> _Extract provided_:
-------
Yet something has quietly come to light over these last few days of frolicking.

Byron is,

Oh wow, pause… A butterfly just flew directly into my face, danced around my head, and then settled on my foot. How incredibly significant. Butterflies symbolise rebirth, stepping into your higher self and new beginnings. The timing of that interruption feels almost suspiciously aligned with what I was about to say.

Anyway… I digress.

Byron is the place that truly holds my heart. It offers me warmth and clarity unlike anywhere else, which is why I’ve finally begun calling it home. But returning has felt like a subtle, almost rude (if I was to be a Nelly) awakening to just how much I’ve internally changed. Confronting, yet not necessarily in a negative way, I just need to untangle it in order to appreciate it.

I’m no longer the girl I was who moved here. Even though I’ve slipped straight back into familiar routines and rhythms, everything somehow feels… distant? I’ve spent the last few days analysing that feeling, trying to find the exact language for it. And without sounding arrogant, that rarely happens to me. Words usually arrive easily. Yet “distant” is the closest I can get right now.

It’s as though the attachment I once held so tightly has quietly dissolved.

The love remains. The friendships remain. Being here feels effortless, almost as if I never left at all. But my attachment is gone, because I’ve realised I wasn’t holding onto Byron itself. I was holding onto the version of me that was born here.
-------
> _Exercises to complete_:
• a. In the passage about Byron, what does the writer say butterflies symbolize?
• b. Reproduce the passage about Byron from "Yet something has" up to and including "Anyway… I digress.".
-------
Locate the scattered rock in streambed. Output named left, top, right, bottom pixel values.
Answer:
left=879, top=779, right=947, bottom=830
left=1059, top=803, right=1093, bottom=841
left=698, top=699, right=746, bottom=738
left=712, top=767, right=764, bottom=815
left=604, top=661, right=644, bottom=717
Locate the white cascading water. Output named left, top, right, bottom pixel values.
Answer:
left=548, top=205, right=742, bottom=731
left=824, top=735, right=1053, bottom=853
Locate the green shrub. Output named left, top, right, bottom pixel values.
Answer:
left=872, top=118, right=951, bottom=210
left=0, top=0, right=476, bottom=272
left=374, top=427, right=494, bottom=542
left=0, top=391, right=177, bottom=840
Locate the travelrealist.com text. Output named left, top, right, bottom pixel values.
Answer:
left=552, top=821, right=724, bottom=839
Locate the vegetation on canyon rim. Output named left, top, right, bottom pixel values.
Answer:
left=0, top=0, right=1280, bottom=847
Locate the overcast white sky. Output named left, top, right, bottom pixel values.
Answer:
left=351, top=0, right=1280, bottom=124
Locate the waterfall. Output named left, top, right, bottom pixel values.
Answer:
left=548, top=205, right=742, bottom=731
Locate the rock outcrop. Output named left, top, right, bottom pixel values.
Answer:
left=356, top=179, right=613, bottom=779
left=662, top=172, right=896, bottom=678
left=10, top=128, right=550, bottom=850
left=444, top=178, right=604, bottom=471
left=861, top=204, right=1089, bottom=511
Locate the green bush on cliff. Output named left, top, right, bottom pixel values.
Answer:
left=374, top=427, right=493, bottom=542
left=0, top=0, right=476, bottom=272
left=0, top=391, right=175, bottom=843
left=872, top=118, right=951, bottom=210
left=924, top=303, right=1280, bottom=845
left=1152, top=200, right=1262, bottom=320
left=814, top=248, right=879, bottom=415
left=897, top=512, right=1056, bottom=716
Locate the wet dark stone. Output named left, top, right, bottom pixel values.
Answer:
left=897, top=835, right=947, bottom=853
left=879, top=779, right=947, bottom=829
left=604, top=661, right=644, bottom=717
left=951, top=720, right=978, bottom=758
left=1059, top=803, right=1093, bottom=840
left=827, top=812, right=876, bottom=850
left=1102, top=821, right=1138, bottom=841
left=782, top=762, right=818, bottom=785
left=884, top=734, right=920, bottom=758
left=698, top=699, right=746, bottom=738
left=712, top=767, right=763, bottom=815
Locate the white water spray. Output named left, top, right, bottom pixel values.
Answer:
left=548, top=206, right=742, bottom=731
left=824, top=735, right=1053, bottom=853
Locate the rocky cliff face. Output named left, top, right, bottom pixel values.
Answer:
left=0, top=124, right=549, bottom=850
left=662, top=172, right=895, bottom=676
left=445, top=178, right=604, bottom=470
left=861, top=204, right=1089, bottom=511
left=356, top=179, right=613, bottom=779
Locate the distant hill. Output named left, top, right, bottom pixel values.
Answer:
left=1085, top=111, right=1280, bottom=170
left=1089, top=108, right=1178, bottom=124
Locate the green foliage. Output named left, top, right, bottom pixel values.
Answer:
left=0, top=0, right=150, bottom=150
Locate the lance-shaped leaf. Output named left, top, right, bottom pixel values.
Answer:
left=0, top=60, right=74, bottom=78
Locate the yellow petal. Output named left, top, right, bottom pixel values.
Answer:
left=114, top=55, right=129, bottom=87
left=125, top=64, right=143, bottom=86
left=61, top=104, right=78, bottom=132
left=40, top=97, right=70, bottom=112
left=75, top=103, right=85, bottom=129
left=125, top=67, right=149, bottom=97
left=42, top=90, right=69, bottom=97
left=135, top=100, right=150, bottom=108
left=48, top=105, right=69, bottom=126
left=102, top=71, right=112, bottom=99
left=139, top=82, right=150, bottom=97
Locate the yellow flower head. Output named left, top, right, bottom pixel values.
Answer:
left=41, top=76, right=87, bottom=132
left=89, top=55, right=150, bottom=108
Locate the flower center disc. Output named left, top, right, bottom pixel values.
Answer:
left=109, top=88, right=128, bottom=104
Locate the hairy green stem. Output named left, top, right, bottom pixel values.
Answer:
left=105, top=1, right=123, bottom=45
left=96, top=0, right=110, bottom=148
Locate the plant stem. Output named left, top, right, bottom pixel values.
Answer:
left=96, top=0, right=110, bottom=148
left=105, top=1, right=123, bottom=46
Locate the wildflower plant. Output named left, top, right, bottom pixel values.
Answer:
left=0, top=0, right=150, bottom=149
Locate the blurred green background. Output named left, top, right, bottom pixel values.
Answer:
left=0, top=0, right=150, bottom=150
-------
> _Task-by-task results_:
• a. Rebirth, stepping into your higher self and new beginnings.

• b.
Yet something has quietly come to light over these last few days of frolicking.

Byron is,

Oh wow, pause… A butterfly just flew directly into my face, danced around my head, and then settled on my foot. How incredibly significant. Butterflies symbolise rebirth, stepping into your higher self and new beginnings. The timing of that interruption feels almost suspiciously aligned with what I was about to say.

Anyway… I digress.